[Quoted passage]
╔══
With the increasing focus on the instruction of Christian doctrine for all medieval Christians, especially but not solely after Lateran IV (1215), how did papal decrees pertaining to theological doctrine translate into meaningful discourse with the Christian faithful? According to Claire M. Waters, put simply, one approach was through the appearance of vernacular texts that ‘taught’ pupils in their own language.

Waters’s book, Translating Clergie: Status, Education, and Salvation in Thirteenth-Century Vernacular Texts, focuses on a series of Old French texts from a variety of genres. Through her chosen texts, Waters argues for the significance of the relationship between the teacher and pupil that she identifies through the descriptor ‘status’. The status of educator was not static, however, but evolved as the need for teachers of Christian doctrine and orthopraxis increased. Thus, while the first educators were preachers, monks, and scholars, soon the pupil (novitiate, cleric, lowly educated parish priest, [End Page 176] jongleur) became the teacher. The topic of education and arguably the reason for the vernacular texts’ popularity was the need for all Christians to achieve salvation. Death and the final judgement with its resulting consequences – Purgatory, Heaven, Hell – were universal and applicable to all Christians.
╚══
[Task requirements] Pick up the review of Translating Clergie after its final sentence and keep writing it. The entries are separate from the review of Translating Clergie.

Saved entries:
╔══
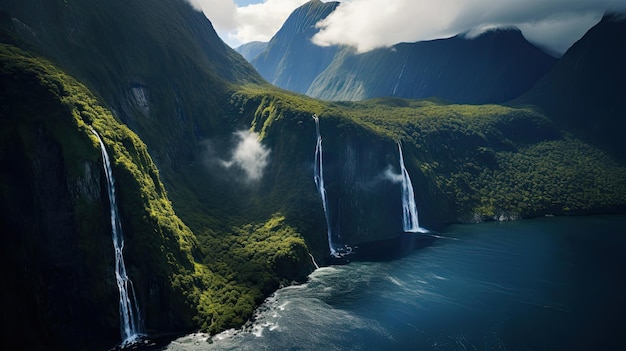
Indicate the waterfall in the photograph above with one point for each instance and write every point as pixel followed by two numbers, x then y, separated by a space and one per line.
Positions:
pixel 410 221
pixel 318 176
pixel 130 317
╚══
╔══
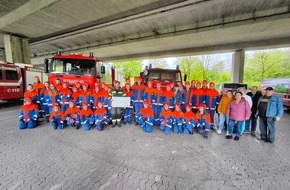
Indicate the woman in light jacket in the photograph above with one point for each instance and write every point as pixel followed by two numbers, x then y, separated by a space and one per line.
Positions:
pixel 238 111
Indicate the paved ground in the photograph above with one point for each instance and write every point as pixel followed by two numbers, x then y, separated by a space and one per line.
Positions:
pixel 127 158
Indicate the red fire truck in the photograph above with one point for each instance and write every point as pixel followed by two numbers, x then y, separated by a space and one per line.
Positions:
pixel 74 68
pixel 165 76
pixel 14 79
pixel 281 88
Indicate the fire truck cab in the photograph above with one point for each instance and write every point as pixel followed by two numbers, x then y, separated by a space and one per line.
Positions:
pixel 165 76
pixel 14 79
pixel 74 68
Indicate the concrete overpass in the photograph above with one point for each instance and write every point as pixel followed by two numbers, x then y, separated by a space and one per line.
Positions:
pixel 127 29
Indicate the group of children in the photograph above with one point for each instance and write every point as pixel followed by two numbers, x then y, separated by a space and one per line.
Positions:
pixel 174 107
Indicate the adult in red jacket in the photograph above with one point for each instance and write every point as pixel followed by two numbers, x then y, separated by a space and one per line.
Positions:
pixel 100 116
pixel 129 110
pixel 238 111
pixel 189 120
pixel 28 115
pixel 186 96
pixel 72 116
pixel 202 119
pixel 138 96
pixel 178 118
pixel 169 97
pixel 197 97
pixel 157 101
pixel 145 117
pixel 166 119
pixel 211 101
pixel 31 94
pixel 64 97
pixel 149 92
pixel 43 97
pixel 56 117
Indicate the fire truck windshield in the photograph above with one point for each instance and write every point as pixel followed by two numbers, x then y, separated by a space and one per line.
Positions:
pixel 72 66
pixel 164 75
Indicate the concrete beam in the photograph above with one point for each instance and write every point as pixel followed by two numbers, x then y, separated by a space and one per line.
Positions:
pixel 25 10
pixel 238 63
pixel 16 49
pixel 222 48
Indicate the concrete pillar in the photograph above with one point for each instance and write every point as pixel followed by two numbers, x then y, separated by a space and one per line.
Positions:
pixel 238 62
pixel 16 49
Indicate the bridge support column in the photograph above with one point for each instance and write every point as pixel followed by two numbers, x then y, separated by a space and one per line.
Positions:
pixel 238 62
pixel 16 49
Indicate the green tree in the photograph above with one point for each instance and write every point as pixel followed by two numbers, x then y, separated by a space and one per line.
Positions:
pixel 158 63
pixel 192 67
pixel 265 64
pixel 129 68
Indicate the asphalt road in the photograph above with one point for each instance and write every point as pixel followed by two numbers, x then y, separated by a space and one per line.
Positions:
╚══
[Final result]
Waters has selected texts that have a strong extant manuscript tradition. Through her careful reading of them, she exemplifies well her thesis that the Old French texts under scrutiny should be understood as didactic texts, concerned with the education of all Christians on their salvific journey. On a minor note, I wonder if some background on the scholarship of medieval didacticism pertaining to popular texts might have added to Waters’s contention; there are a number of scholars (Nora Scott, Daniel T. Kline, Roy J. Pearcy) who have promoted the idea that all medieval writing was didactic, even the most ribald of texts. This would not only help background her exposition of the fabliau, Le Vilain qui conquist paradis par plait, as a didactic text but also support the reading of a wider range of other popular genres through the paradigm of instruction.

The featured texts start with two translations of Honorious Agustodunensis’s Elucidarium that had a limited audience within a clerical environment. This point of departure, however, reveals how doctrinal educators used an existing system of education to expand their reach into lay circles. The remaining chapters feature texts whose content would have been better known to the laity: the Gospel of Nicodemus; several fabliaux; and Marian miracles. Waters contends that edification was achieved through a process of dialogic didacticism, or teaching through dialogue. The featured dialogues are presented in a variety of forms, including authorial address, teacher–pupil discourse, or are embedded in the narrative; and the pupil was essentially every Christian, not just the characters in the tales.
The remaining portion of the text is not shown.